A physics major built a car that goes from 0 to 60 mph in three seconds. Next is Harvard Law School.
Jonathan Laifman has been tinkering on cars since he was a kid, a hobby passed down from his father and grandfather. (Photos: Seth Krieger.)

A physics major built a car that goes from 0 to 60 mph in three seconds. Next is Harvard Law School.

Jonathan Laifman’s passion for cars remained a constant while he decided on a career path at USC Dornsife, an explorative journey that led him to both physics and law.
ByMargaret Crable

On a sunny day this past February, an unusual sound reverberated in the air around the Los Angeles Memorial Coliseum: the rumble of powerful engines. NASCAR had installed a track inside the historic venue to kick off its racing season. Before any NASCAR rubber officially hit the asphalt, however, the USC Racing team got to give their wheels a spin around the track.

In the stands, Jonathan Laifman, a physics major graduating this year from the USC Dornsife College of Letters, Arts and Sciences, watched as a driver put the car through its paces. As president of USC Racing, a chapter of Formula SAE, a division of SAE International that challenges university students to design, build and race Formula One cars, Laifman had guided the creation of the low-slung speedster, which can accelerate from 0 to 60 mph in about three seconds.

It was a highpoint for Laifman, who’d entered USC Dornsife uncertain of anything other than his enthusiasm for fast wheels. “I knew very few things coming into college. I wasn’t sure exactly what I wanted to study or where I wanted to go after, but I did know I absolutely loved cars,” says Laifman.

Questions to answer>
1. In the article about Jonathan Laifman, shorten the paragraph beginning "In the stands, Jonathan Laifman" while keeping its main facts.
2. According to the article about Jonathan Laifman, who passed down his hobby of tinkering on cars?

Supplied information>
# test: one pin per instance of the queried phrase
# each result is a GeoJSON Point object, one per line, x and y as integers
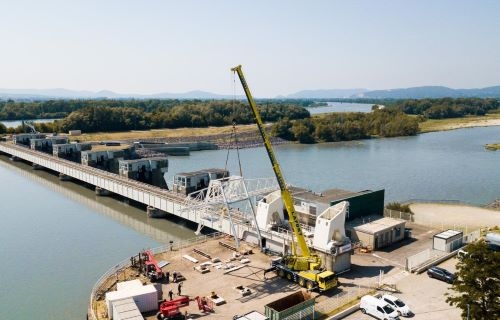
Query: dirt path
{"type": "Point", "coordinates": [449, 215]}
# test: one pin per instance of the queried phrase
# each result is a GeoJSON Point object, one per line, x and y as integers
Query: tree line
{"type": "Point", "coordinates": [447, 107]}
{"type": "Point", "coordinates": [347, 126]}
{"type": "Point", "coordinates": [196, 114]}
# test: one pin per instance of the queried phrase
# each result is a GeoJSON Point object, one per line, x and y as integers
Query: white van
{"type": "Point", "coordinates": [402, 308]}
{"type": "Point", "coordinates": [378, 308]}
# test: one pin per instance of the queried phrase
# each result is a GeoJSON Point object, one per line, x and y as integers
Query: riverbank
{"type": "Point", "coordinates": [460, 123]}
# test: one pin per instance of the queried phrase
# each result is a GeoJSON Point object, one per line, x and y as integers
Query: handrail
{"type": "Point", "coordinates": [126, 263]}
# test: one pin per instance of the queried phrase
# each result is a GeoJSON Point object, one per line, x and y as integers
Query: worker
{"type": "Point", "coordinates": [170, 294]}
{"type": "Point", "coordinates": [179, 288]}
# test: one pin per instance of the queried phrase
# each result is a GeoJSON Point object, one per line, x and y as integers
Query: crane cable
{"type": "Point", "coordinates": [233, 136]}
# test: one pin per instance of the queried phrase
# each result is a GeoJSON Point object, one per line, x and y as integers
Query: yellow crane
{"type": "Point", "coordinates": [303, 268]}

Per-task answers>
1. From the stands, Jonathan Laifman, a physics major graduating this year from the USC Dornsife College of Letters, Arts and Sciences, watched a driver test the car. As president of USC Racing, a chapter of SAE International's Formula SAE division, where university students design, build and race Formula One cars, he guided the car's creation. It can reach 60 mph from a standstill in about three seconds.

2. His father and grandfather.